Treatment of Duplicate Column Headers

To identify each column in the Source uniquely during ingestion, Hevo renames any duplicate column headers that are found, as:

  • Columns with the same header: The column header is changed to lowercase and the column number is suffixed to it. For example, if there are three columns, test, test, and test in columns G, H, and K, respectively, these are changed to test_g, test_h, and test_k. The same happens for headers with space between them. For example, if there are three columns, Software Used, Software Used, and Software Used in columns H, I, and J, respectively, these are changed to software_used_h, software_used_i, and software_used_j.

  • Columns with same header but different case: All column headers are changed to lowercase and assigned a sequential, numeric suffix. For example, if there are three columns, test, Test, and tEst, these are changed to test, test_1, and test_2 during the Auto Mapping phase. The same happens for headers with space between them. For example, if there are two columns, Software Used and Software used, these are changed to software_used, and software_used_1.

  • Columns with __Hevo_id as the header: The column header is changed to __hevo_id, and the __hevo_id column that Hevo adds to keep track of offsets during ingestion is named as __hevo_id_1.

  • Columns with __hevo_id as the header: Hevo suffixes the column number to the column header. For example, if the __hevo_id_ column lies in column number B, it is renamed to __hevo_id_b. If the __hevo_id_b column is also present in the Source column list, the original __hevo_id column is named to __hevoid_b_b. This is done because Hevo adds the column, __hevo_id_ as a primary key to keep track of offsets during the ingestion process. Towards this purpose, any existing column with that name is renamed.

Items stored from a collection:

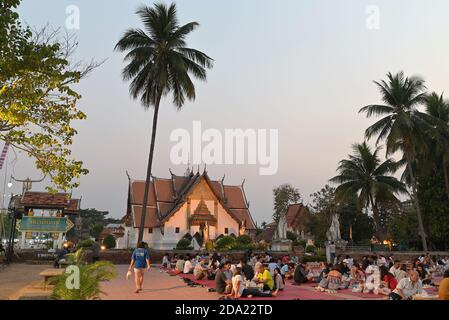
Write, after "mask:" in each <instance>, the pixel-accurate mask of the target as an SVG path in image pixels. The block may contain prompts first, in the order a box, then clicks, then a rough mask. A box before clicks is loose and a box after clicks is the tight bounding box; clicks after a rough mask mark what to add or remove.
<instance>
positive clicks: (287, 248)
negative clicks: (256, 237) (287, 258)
mask: <svg viewBox="0 0 449 320" xmlns="http://www.w3.org/2000/svg"><path fill="white" fill-rule="evenodd" d="M292 244H293V241H291V240H288V239H285V240H274V241H273V242H272V243H271V250H272V251H292V248H293V245H292Z"/></svg>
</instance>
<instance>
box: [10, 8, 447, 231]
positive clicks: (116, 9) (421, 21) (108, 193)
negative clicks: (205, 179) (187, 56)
mask: <svg viewBox="0 0 449 320" xmlns="http://www.w3.org/2000/svg"><path fill="white" fill-rule="evenodd" d="M165 2H167V3H168V2H169V1H165ZM142 3H146V4H150V3H151V2H150V1H142V0H139V1H134V0H132V1H131V0H127V1H118V0H96V1H87V0H82V1H81V0H80V1H76V0H71V1H65V0H39V1H32V0H24V1H23V4H22V5H21V7H20V10H19V12H20V14H21V17H22V18H23V19H24V20H25V21H26V22H28V23H29V24H30V25H32V26H42V25H44V24H46V23H47V22H49V23H50V24H51V25H53V26H54V27H56V26H61V27H64V25H65V19H66V14H65V9H66V7H67V6H68V5H77V6H79V8H80V14H81V15H80V18H81V20H80V22H81V28H80V30H77V31H76V34H77V36H78V39H79V43H80V46H79V50H78V56H79V57H81V58H84V59H90V58H92V57H94V58H96V59H99V60H101V59H106V58H107V59H108V60H107V61H106V62H105V63H104V65H103V66H102V67H101V68H99V69H98V70H96V71H95V72H94V73H93V74H92V75H91V76H90V77H89V78H88V79H85V80H83V81H82V82H81V83H80V85H79V88H78V89H79V92H80V93H81V94H82V95H83V99H82V100H81V102H80V105H79V106H80V108H81V109H82V110H83V111H85V112H86V113H87V114H88V117H89V118H88V120H87V121H85V122H83V123H79V124H78V125H77V127H78V128H79V135H78V136H77V138H76V141H75V145H74V154H75V155H76V156H77V157H79V158H80V159H82V160H83V161H85V164H86V166H87V167H88V168H89V169H90V171H91V173H90V174H89V175H88V176H87V177H85V178H83V179H82V181H81V182H82V184H81V187H80V188H79V189H78V190H76V191H74V194H75V195H77V196H80V195H82V196H83V202H82V206H83V207H95V208H98V209H103V210H109V211H110V212H111V214H112V215H113V216H115V217H121V216H123V214H124V213H125V210H126V195H127V178H126V175H125V170H128V171H129V172H130V174H131V176H132V177H134V178H143V177H144V175H145V168H146V161H147V152H148V151H147V150H148V145H149V138H150V127H151V120H152V114H151V112H145V111H144V110H143V109H142V108H141V107H140V105H139V103H138V102H135V101H131V100H130V99H129V96H128V84H127V83H124V82H123V81H122V80H121V77H120V72H121V68H122V66H123V65H122V57H123V54H121V53H116V52H113V47H114V45H115V43H116V42H117V40H118V39H119V37H120V36H121V34H122V33H123V32H124V30H125V29H126V28H128V27H139V26H140V22H139V20H138V18H137V16H135V14H134V12H135V9H136V7H137V6H138V5H139V4H142ZM177 4H178V11H179V17H180V21H181V22H182V23H186V22H189V21H194V20H195V21H198V22H200V24H201V26H200V28H199V29H197V31H196V32H194V34H192V36H191V37H190V38H189V43H190V45H191V46H192V47H195V48H198V49H200V50H203V51H204V52H206V53H208V54H209V55H210V56H211V57H213V58H214V59H215V67H214V69H213V70H211V71H210V72H209V79H208V82H207V83H198V85H197V97H198V98H197V100H196V102H195V103H187V104H186V105H185V107H184V108H183V110H182V111H180V112H177V111H175V109H174V108H173V107H172V105H171V103H170V99H166V100H165V101H163V105H162V107H163V108H162V111H161V113H160V121H159V131H158V139H157V145H156V158H155V165H154V174H155V175H156V176H161V177H168V175H169V174H168V166H170V165H169V163H170V160H169V151H170V147H171V146H172V145H173V144H172V143H170V142H169V134H170V132H171V131H172V130H173V129H176V128H186V129H188V130H191V128H192V121H194V120H202V122H203V127H205V128H218V129H220V130H223V129H225V128H243V129H246V128H254V129H258V128H261V129H270V128H273V129H279V140H280V146H279V148H280V149H279V150H280V152H279V171H278V173H277V174H276V175H274V176H268V177H264V176H259V175H258V168H259V167H258V166H212V167H208V169H209V173H210V175H211V176H212V177H213V178H221V177H222V175H223V174H224V173H226V176H227V180H226V181H227V183H230V184H239V183H241V181H242V180H243V179H244V178H246V184H245V186H246V192H247V197H248V198H249V201H250V209H251V212H252V214H253V216H254V218H255V219H256V220H258V221H259V222H260V221H263V220H266V221H269V220H270V217H271V214H272V191H271V190H272V188H273V186H275V185H279V184H281V183H286V182H289V183H291V184H293V185H295V186H296V187H298V188H299V189H300V191H301V193H302V195H303V196H304V198H305V199H306V202H308V201H309V194H311V193H313V192H315V191H317V190H318V189H320V188H321V187H322V186H324V184H326V182H327V180H328V179H329V178H331V177H332V176H333V175H334V174H335V169H336V167H337V164H338V161H339V160H341V159H342V158H343V157H345V156H346V155H347V154H348V152H349V151H350V145H351V144H352V143H354V142H360V141H362V140H363V131H364V129H365V128H366V127H367V126H368V125H369V124H370V123H372V122H373V120H367V119H365V118H364V116H362V115H359V114H358V113H357V111H358V109H359V108H360V107H362V106H364V105H366V104H369V103H377V102H380V100H379V95H378V93H377V90H376V87H375V86H374V85H373V84H372V80H378V79H381V78H384V75H385V74H386V73H387V72H389V71H391V72H397V71H399V70H404V71H405V72H406V73H407V74H420V75H422V76H424V77H425V78H426V79H427V80H428V86H429V87H430V88H431V89H432V90H437V91H444V90H448V89H449V83H448V81H447V77H448V74H449V62H448V58H447V57H448V56H449V44H448V42H447V41H446V38H447V37H446V36H447V30H448V28H449V21H448V20H447V13H448V12H449V2H448V1H447V0H433V1H429V0H427V1H424V0H395V1H390V0H384V1H376V0H371V1H364V0H345V1H343V0H341V1H335V0H309V1H304V0H303V1H299V0H291V1H287V0H283V1H274V0H271V1H266V0H264V1H261V0H226V1H208V0H183V1H177ZM369 5H377V6H378V7H379V10H380V11H379V12H380V30H369V29H368V28H367V27H366V19H367V17H368V16H367V14H366V12H365V10H366V8H367V6H369ZM171 167H172V170H174V171H176V172H177V173H179V174H181V173H183V172H184V170H185V168H183V167H178V168H176V167H174V166H171ZM15 174H16V175H17V176H20V175H28V174H30V175H33V176H38V175H39V174H38V173H37V172H36V171H35V170H33V169H32V166H31V165H30V164H29V161H27V160H25V159H24V158H23V156H20V158H19V161H18V162H17V164H16V167H15ZM43 187H44V186H43V185H42V186H36V187H35V189H40V188H43ZM16 191H17V190H16Z"/></svg>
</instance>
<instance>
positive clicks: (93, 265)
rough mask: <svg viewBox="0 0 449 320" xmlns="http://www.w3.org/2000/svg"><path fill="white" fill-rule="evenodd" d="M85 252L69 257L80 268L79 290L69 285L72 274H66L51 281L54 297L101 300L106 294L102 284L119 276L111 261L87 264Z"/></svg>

EXERCISE SET:
A. Pick out every line of the records that contains the string "positive", matching its case exactly, and copy each of those lines.
B. Proceed with the text on duplicate column headers, picking up right after its final sentence.

ANSWERS IN ORDER:
A.
positive clicks: (287, 248)
positive clicks: (116, 9) (421, 21) (108, 193)
positive clicks: (93, 265)

B.
Data Replication

Default Pipeline Frequency Minimum Pipeline Frequency Maximum Pipeline Frequency Custom Frequency Range (Hrs)
5 Mins 5 Mins 48 Hrs 1-48

Note: The custom frequency must be set in hours, as an integer value. For example, 1, 2, 3 but not 1.5 or 1.75.

  • Historical Data: By default, Hevo starts fetching data from the time your Google Sheets account was created. The Pipeline takes the offset for ingesting data from the last_modified_at timestamp of the Sheet.

  • Incremental Data: Google Sheets does not provide any mechanism to detect changes made to specific rows in a Sheet. The only available information is the last_modified_at timestamp of the Sheet, resulting in a timestamp-based offset. If any changes are detected via the modification time, then all the data present in that Sheet is ingested again. Hevo also fetches the Events object from Google Sheets, which tracks the updates and deletes made in the last 30 days, in order to sync the related Events with your Destination.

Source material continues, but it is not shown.